■ **Extrait choisi**
==============================

« Pleurer décharge notre lac intérieur », disait Pierre Fillion. Bon, il est canadien. Mais l’expression n’en est pas moins vraie. Un certain Pétrarque affirmait aussi que « Pleurer est plus doux qu’on ne le croit ». Ce qui est difficilement réfutable, quand on sait à quel point les larmes peuvent parfois apaiser.
Dora Moutot, présidente du mauvais goût revendiqué, gazette éponyme à la main, vient de lancer un Tumblr pas comme les autres : Webcamtears, une compilation de vidéos de gens qui pleurent devant leurs webcams.
Le tout forme une fresque de visages tristes, et en cliquant sur chaque vidéo, les larmes nous sont données à voir. Malaise (on se retrouve à épier l’autre dans un moment d’intimité) ou ravissement (on admire ces gens qui osent s’exposer dans un instant somme toute très anodin) ? L’internaute oscille entre les deux sentiments, et ça tombe bien, parce que c’est exactement ce que Dora veut questionner. Entretien.
Qu’est-ce que que Webcam Tears, exactement ?
En gros, c’est une collection de larmes. Une sorte de compilation de tristesse contemporaine, de tristesse au temps du web. Vu le temps qu’on passe à notre époque devant l’ordi, dans un monde où ton Mac est un peu « le joyau de ta vie » , je pense que tout le monde s’est déjà retrouvé seul, face à son ordi, à verser une larme devant l’écran.

==============================

■ **Données recueillies**
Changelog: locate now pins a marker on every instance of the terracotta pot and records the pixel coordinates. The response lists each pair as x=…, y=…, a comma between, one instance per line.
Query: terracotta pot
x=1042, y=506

==============================

■ **Consigne**
Modifiez tout ce qui va, dans l'extrait choisi, de « Dora Moutot, présidente » jusqu'à « devant leurs webcams. » en remplaçant « Tumblr » par « blog ». Donnez ensuite ce passage en entier.

■ **Résultat**
Dora Moutot, présidente du mauvais goût revendiqué, gazette éponyme à la main, vient de lancer un blog pas comme les autres : Webcamtears, une compilation de vidéos de gens qui pleurent devant leurs webcams.